— Excerpted data —
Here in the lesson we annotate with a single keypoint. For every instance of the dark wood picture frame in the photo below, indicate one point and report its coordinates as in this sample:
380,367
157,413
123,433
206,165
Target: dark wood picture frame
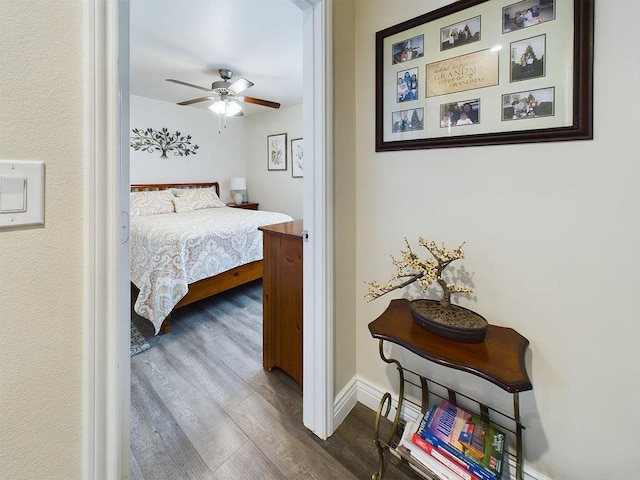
277,152
571,20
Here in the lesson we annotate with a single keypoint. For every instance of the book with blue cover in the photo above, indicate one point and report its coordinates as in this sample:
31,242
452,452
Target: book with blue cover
476,444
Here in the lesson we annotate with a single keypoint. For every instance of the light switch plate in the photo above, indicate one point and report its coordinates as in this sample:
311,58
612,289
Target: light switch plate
21,193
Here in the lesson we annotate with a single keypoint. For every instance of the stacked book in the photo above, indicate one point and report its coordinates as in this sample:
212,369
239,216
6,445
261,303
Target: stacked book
455,444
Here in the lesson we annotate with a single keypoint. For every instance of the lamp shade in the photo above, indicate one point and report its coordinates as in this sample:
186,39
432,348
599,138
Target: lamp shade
238,183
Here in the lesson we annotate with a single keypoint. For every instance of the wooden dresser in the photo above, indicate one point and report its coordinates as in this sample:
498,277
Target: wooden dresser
282,298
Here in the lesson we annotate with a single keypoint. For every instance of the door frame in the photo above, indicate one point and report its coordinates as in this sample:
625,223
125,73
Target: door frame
106,366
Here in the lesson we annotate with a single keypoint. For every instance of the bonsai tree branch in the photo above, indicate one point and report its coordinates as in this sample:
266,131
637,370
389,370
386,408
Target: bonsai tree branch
411,269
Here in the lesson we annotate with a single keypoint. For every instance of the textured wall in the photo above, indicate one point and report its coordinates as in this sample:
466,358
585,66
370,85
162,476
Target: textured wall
41,108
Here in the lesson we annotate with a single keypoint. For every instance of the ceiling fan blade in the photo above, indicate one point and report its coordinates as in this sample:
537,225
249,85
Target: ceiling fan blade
258,101
195,100
179,82
240,85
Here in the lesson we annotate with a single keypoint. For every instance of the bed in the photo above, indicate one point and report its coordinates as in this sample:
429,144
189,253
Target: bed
187,245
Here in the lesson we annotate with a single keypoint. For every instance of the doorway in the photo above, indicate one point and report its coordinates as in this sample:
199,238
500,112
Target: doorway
107,294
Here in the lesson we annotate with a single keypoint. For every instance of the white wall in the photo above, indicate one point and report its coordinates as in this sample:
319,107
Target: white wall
552,233
275,190
238,151
219,157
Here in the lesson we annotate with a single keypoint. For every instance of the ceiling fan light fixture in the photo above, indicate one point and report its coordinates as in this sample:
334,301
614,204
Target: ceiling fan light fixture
233,108
225,107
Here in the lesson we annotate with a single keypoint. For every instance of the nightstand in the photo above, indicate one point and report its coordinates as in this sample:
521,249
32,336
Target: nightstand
246,206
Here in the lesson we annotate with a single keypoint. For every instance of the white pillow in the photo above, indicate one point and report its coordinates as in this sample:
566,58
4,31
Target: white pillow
187,199
151,203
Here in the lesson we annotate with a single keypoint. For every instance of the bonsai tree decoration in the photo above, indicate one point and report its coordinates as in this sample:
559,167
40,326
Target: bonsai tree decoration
440,317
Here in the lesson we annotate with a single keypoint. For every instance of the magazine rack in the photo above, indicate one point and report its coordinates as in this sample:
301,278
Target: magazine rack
498,359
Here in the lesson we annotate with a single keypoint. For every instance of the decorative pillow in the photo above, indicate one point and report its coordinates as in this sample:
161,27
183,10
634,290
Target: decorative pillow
187,199
151,203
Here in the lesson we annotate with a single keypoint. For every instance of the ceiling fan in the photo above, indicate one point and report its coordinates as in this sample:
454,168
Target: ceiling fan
224,92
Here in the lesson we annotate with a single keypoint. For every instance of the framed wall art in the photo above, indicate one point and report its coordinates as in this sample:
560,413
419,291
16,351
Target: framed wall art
486,72
297,158
277,152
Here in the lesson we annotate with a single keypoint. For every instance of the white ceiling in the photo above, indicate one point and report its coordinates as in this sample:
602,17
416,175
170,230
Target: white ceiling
189,40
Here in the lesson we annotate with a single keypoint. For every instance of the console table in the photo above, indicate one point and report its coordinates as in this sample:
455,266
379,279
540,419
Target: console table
499,359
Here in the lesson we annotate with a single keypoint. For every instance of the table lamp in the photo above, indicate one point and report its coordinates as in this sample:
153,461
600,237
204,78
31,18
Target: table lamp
238,185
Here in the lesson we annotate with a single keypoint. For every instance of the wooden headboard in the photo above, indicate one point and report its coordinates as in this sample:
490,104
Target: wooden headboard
147,187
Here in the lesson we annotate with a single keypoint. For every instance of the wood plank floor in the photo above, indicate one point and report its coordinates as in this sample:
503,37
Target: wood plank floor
202,407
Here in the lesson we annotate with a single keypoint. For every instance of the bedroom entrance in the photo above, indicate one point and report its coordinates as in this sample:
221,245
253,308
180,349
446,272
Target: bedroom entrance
318,396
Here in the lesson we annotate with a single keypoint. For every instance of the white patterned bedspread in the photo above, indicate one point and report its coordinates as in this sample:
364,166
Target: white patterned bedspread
172,250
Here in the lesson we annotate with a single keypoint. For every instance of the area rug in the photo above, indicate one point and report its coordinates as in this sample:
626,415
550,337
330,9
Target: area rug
139,342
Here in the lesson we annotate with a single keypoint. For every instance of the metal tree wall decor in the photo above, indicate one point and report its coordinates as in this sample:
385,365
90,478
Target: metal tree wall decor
150,140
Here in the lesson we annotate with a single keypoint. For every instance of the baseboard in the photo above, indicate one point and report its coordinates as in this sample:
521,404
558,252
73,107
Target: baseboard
368,394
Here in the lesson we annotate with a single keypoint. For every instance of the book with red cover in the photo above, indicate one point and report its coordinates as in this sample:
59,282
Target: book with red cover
477,445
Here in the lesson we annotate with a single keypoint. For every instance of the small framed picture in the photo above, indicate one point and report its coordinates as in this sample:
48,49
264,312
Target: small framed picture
277,152
297,158
528,104
528,58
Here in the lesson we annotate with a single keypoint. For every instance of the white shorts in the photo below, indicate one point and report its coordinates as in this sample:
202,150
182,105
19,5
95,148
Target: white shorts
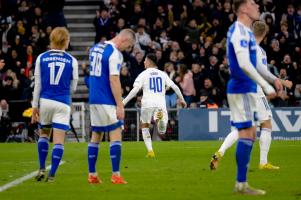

— Goal —
Count the lines in the material above that contain the word "dark", and reply with only that number.

— Full solution —
2